• TASK DESCRIPTION: Among the entries below, one line contains "the blue baseball" and another contains "of the high-visibility". Transcribe those two lines and every line between them, exactly.
(Beginning of DATA FOR THIS EXERCISE)
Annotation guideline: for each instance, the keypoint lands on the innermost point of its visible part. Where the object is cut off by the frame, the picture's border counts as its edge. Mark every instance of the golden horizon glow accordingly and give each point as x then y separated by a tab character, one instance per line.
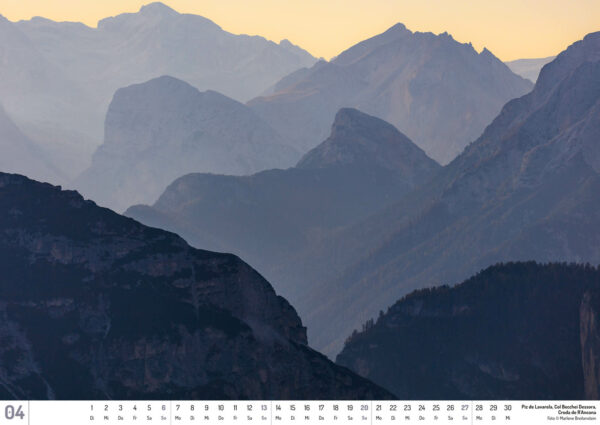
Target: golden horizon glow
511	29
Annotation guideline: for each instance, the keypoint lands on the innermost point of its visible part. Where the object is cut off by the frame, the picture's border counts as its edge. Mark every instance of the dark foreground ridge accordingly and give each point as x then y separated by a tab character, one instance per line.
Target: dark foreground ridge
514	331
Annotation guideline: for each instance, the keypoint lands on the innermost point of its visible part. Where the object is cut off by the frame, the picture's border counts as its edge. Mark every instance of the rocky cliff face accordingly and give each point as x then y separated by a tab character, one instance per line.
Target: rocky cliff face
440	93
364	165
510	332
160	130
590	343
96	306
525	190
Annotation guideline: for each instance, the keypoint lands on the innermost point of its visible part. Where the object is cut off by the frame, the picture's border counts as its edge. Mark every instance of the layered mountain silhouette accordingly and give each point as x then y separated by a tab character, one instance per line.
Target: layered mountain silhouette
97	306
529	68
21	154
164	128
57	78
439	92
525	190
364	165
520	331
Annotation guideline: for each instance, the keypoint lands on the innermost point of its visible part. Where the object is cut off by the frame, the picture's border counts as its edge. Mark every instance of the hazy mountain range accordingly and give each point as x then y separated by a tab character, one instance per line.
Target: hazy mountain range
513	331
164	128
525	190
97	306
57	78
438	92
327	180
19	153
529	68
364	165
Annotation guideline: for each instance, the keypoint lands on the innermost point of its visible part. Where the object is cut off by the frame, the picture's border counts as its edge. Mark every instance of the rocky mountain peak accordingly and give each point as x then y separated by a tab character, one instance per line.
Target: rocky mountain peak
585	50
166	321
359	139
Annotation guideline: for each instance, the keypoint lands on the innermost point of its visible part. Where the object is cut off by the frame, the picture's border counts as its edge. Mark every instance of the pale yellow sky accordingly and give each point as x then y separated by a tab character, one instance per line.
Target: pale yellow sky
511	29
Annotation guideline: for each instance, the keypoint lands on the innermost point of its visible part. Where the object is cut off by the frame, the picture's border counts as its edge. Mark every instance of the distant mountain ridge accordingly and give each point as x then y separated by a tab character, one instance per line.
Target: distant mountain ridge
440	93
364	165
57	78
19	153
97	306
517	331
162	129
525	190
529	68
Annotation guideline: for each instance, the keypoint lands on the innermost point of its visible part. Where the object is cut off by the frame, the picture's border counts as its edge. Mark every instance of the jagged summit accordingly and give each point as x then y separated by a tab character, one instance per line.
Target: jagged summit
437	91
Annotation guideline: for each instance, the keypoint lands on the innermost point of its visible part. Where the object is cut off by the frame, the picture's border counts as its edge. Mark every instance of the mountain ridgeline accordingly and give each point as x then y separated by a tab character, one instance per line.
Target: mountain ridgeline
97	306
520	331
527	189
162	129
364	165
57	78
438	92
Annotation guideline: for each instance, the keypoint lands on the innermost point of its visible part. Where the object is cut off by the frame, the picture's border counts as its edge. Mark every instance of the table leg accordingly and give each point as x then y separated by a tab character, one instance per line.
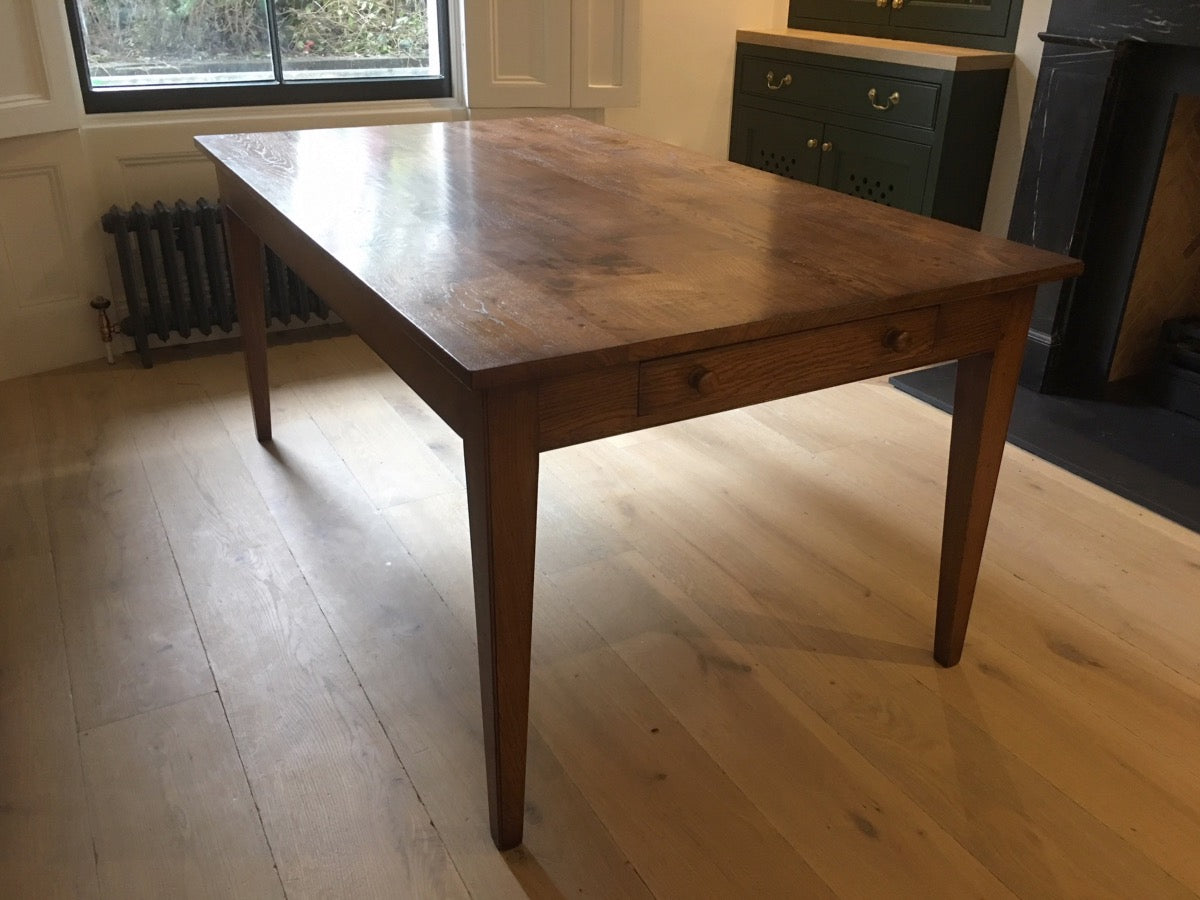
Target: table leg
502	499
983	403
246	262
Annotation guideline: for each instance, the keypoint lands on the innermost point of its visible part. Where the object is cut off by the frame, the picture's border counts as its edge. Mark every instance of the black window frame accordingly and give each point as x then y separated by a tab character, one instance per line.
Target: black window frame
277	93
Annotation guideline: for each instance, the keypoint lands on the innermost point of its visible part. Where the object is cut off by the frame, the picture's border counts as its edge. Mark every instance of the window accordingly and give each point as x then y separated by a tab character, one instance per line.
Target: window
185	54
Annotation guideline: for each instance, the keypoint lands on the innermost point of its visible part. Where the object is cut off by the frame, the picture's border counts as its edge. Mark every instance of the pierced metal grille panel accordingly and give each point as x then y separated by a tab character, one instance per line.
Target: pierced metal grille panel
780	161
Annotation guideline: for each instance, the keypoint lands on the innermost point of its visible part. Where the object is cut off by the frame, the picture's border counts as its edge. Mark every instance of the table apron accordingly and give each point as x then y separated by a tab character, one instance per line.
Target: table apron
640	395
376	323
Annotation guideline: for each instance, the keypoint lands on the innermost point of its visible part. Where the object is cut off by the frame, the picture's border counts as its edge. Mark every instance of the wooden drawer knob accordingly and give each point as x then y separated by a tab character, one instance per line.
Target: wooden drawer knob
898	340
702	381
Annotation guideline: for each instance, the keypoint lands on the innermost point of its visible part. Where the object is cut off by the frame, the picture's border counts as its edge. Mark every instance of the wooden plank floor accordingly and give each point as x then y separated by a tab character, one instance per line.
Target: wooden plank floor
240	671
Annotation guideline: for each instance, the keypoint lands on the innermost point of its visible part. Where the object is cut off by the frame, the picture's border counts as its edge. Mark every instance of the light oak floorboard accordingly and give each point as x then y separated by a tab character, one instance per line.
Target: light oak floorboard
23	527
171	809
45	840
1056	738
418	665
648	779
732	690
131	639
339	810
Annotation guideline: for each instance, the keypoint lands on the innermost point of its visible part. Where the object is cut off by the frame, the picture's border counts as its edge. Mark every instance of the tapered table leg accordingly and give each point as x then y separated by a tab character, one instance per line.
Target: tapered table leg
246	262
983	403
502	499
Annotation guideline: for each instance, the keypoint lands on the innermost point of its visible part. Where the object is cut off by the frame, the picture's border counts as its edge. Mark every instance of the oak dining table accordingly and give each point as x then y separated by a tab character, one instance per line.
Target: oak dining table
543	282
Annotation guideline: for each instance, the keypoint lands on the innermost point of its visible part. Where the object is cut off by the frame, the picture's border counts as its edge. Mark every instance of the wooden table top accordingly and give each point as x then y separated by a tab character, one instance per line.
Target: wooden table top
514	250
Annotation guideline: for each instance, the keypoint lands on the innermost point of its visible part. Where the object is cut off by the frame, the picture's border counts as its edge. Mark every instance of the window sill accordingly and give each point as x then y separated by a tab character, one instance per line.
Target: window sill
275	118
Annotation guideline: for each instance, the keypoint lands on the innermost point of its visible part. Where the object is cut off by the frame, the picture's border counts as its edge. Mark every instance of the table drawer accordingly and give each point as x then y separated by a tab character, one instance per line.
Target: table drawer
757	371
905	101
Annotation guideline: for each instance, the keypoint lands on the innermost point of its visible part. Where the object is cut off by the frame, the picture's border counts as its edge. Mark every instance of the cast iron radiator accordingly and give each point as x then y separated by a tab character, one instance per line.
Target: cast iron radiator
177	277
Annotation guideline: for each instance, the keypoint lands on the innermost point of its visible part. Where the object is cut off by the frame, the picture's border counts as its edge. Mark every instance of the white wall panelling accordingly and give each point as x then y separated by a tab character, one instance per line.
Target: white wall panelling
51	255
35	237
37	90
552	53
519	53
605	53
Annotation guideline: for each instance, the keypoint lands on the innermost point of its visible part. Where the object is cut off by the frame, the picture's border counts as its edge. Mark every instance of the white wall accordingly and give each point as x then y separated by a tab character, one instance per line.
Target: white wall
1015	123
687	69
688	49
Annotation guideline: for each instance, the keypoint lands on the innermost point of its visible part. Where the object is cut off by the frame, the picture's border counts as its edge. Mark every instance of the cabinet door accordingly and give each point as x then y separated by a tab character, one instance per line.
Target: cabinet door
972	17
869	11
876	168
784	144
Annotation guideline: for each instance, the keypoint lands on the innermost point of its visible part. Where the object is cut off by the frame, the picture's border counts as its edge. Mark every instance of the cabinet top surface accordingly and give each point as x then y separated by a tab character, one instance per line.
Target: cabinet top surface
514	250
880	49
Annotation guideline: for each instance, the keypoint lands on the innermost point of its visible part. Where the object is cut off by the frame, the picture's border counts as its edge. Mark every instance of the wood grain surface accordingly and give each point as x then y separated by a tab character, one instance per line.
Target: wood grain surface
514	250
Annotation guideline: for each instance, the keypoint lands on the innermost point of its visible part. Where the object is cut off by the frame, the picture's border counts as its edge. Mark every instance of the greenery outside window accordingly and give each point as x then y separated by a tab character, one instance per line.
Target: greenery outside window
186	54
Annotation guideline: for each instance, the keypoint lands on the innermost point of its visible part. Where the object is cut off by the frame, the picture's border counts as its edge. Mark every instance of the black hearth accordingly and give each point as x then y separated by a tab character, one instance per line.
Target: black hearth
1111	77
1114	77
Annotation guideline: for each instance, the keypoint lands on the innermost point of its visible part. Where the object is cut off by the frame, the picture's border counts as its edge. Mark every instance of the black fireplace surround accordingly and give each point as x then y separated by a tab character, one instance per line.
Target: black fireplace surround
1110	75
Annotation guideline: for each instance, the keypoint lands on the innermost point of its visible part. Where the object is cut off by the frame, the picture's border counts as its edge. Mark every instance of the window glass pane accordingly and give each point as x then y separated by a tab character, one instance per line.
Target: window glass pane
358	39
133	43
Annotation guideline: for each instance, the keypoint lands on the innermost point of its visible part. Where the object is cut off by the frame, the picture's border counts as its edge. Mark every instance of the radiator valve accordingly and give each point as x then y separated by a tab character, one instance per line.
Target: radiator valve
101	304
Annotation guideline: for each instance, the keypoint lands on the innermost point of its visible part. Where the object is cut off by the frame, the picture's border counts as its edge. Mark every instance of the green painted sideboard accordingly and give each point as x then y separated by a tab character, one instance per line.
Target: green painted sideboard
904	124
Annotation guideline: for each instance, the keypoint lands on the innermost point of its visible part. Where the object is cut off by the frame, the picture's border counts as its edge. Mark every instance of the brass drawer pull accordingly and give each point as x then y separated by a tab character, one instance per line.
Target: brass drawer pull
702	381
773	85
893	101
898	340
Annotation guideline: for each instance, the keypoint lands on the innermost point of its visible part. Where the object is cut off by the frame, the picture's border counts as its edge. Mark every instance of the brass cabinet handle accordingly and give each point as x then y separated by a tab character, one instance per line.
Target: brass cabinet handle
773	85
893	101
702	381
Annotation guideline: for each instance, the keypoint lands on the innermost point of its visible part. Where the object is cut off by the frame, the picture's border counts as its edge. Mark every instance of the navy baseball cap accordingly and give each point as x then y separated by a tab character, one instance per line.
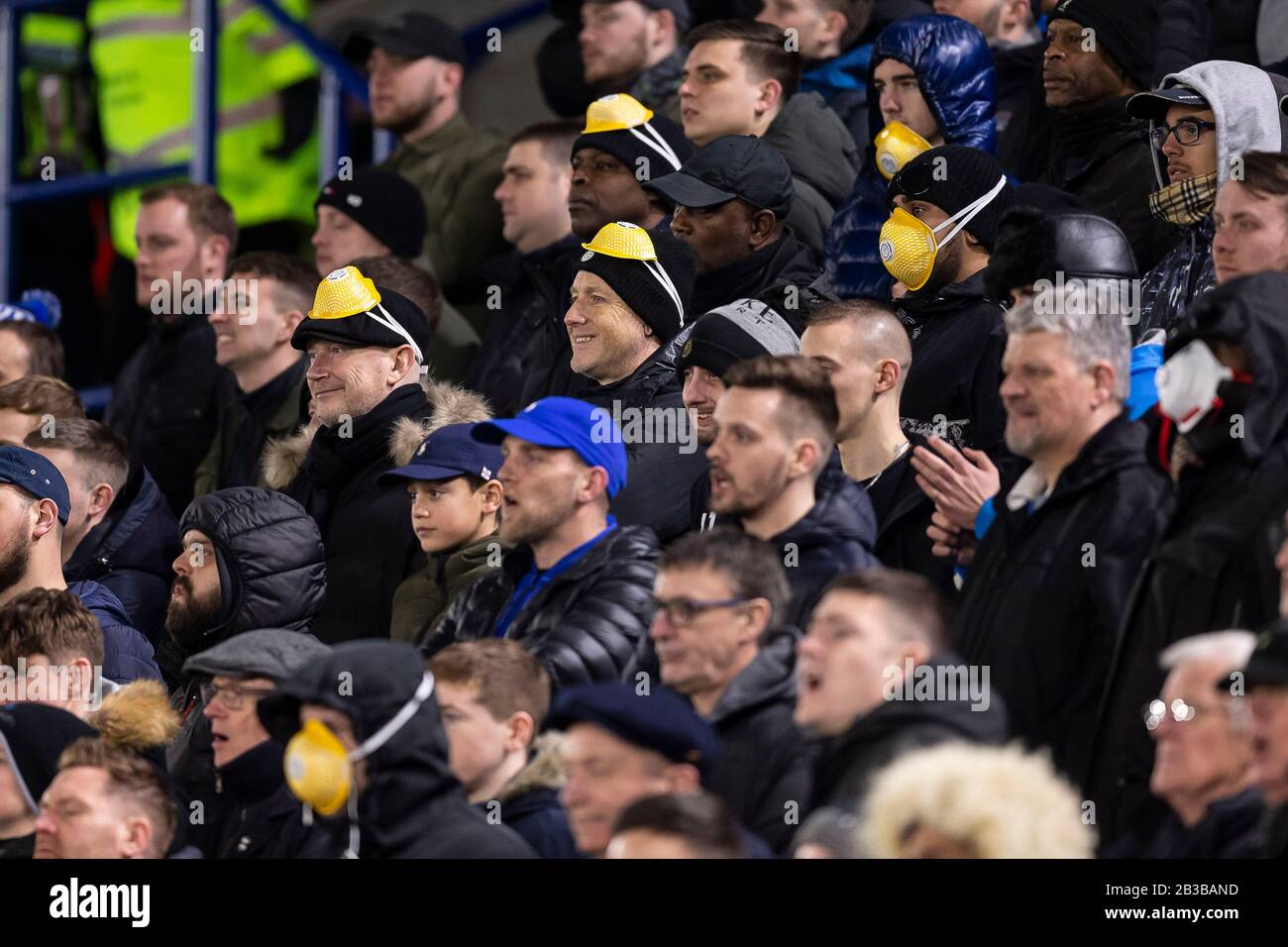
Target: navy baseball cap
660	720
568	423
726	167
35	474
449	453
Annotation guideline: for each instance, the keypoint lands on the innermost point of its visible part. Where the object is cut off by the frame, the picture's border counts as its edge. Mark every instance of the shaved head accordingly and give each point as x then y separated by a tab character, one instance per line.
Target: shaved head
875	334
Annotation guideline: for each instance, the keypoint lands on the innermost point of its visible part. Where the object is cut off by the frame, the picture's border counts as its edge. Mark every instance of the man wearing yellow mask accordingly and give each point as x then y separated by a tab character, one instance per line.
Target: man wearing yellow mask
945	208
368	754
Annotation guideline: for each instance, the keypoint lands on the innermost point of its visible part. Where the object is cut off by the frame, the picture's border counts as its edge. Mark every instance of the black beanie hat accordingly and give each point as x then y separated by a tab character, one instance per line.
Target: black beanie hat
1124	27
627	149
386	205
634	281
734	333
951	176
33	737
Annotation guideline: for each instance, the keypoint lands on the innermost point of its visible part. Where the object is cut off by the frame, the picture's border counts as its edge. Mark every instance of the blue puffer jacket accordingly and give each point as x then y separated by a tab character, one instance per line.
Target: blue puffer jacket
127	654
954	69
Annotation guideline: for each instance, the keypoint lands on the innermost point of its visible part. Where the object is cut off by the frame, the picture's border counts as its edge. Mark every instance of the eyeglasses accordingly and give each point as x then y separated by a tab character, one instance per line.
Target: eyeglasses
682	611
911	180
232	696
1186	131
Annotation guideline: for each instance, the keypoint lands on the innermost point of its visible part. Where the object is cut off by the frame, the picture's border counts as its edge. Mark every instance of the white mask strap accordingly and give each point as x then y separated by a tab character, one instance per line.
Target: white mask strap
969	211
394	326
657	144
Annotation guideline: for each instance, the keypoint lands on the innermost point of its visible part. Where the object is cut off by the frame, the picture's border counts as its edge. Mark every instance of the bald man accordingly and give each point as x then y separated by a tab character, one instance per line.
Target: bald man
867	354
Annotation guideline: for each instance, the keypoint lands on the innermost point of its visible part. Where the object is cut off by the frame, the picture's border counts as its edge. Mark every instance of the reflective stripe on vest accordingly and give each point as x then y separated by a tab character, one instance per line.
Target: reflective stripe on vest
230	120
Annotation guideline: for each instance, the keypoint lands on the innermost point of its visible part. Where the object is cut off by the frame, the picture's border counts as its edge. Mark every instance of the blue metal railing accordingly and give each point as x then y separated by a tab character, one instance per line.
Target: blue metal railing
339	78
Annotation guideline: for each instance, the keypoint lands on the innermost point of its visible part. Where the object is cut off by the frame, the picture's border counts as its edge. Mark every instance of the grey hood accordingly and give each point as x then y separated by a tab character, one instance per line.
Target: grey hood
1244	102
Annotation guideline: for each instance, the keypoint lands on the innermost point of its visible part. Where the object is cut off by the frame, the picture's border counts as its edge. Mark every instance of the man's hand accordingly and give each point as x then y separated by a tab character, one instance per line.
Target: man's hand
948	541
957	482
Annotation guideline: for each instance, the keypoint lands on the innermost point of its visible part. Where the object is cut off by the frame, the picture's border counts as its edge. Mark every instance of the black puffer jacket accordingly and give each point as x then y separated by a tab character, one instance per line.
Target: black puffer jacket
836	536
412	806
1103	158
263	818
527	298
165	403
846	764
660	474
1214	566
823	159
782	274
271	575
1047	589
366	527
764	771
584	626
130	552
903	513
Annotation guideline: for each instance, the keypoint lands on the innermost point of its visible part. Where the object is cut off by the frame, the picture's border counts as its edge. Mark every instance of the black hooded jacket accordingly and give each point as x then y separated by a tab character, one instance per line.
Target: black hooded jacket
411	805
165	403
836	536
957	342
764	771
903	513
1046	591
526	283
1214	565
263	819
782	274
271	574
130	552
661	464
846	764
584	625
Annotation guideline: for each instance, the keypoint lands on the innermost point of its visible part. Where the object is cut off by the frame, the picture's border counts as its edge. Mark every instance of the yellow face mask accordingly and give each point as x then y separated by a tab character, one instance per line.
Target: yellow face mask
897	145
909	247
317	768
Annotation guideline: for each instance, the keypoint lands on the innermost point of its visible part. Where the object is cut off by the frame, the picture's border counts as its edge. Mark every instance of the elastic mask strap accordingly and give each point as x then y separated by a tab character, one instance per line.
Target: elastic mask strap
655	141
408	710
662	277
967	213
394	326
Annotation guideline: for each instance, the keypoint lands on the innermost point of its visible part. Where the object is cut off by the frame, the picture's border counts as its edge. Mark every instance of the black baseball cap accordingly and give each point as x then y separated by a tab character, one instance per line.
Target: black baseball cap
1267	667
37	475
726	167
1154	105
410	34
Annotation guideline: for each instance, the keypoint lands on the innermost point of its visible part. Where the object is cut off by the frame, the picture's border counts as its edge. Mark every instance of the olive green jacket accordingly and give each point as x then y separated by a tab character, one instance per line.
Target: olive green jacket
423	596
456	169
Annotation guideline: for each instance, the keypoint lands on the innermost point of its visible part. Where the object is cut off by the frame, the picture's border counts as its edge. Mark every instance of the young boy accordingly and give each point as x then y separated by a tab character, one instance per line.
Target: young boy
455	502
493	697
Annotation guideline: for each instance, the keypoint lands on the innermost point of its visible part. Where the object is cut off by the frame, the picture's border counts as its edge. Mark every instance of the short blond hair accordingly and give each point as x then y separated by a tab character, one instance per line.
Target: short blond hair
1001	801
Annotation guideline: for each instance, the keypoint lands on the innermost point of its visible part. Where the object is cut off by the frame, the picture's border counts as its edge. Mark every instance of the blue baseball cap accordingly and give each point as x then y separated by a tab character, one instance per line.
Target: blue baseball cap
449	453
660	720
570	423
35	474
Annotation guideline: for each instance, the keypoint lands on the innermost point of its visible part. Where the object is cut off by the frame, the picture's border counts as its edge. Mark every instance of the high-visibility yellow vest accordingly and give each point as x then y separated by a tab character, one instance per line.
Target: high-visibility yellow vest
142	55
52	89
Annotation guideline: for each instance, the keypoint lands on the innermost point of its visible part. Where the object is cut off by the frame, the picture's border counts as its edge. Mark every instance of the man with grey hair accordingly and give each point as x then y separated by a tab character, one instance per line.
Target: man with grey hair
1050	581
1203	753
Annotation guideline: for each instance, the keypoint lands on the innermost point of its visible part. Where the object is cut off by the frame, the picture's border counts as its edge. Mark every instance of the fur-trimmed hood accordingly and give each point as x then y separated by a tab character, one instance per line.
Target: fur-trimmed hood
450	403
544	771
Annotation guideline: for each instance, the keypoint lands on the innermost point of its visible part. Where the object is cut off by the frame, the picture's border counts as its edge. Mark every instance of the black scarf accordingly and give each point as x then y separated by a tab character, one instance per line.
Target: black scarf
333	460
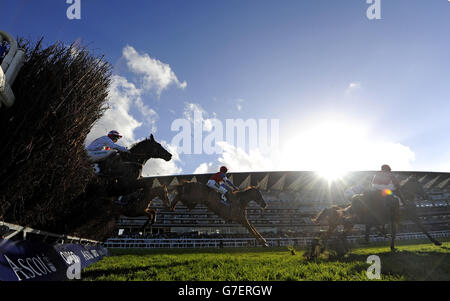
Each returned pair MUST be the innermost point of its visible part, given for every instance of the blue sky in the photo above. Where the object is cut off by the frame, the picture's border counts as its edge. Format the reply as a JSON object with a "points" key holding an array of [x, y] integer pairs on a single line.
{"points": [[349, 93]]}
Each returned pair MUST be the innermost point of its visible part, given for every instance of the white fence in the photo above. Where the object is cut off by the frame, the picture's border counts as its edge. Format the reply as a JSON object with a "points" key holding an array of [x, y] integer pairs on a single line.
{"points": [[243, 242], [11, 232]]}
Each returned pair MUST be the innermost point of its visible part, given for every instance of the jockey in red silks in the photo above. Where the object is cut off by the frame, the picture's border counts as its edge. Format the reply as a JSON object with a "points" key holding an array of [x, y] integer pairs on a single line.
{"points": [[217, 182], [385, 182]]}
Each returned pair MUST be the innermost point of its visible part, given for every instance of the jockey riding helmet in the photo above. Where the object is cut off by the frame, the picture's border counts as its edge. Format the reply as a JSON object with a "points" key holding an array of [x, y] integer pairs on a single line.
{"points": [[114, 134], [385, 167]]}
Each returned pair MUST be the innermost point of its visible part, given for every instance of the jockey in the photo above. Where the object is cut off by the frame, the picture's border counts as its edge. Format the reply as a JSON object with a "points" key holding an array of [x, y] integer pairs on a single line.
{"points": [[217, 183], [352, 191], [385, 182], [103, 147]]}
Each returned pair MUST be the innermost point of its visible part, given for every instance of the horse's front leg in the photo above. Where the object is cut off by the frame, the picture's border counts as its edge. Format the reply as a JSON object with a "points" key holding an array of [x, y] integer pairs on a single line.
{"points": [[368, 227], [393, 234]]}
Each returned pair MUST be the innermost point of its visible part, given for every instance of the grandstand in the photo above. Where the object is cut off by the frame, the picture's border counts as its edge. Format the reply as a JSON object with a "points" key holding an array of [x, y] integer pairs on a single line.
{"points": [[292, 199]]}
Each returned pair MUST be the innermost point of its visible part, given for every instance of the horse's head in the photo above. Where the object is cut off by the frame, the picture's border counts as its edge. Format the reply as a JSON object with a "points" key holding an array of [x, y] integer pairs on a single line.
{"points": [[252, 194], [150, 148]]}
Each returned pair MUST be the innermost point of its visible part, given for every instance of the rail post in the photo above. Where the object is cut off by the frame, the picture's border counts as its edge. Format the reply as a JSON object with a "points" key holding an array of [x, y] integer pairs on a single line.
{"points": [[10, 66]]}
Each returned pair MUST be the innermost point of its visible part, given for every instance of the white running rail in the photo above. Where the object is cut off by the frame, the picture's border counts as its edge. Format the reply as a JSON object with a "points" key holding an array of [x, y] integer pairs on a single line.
(End of DATA FOR THIS EXERCISE)
• RESULT OF THIS TASK:
Annotation guideline: for each instance, the keypoint lands on the innermost point of its visible part. Where the object is cut off by the frame, the picture's border counts as its edge. Mark every instance of the blue baseball cap accordingly and give each point as x then y separated by a tab character, one instance per line.
Target: blue baseball cap
449	453
660	720
570	423
35	474
Annotation guideline: for each instance, the keypoint lands on the innermost point of its visible part. Where the object is cut off by the frame, the picture's border counts as its edge. Mark every instance of the high-visibility yellow vest accordingly and give each point as x then y separated by a tab character, one instance per line.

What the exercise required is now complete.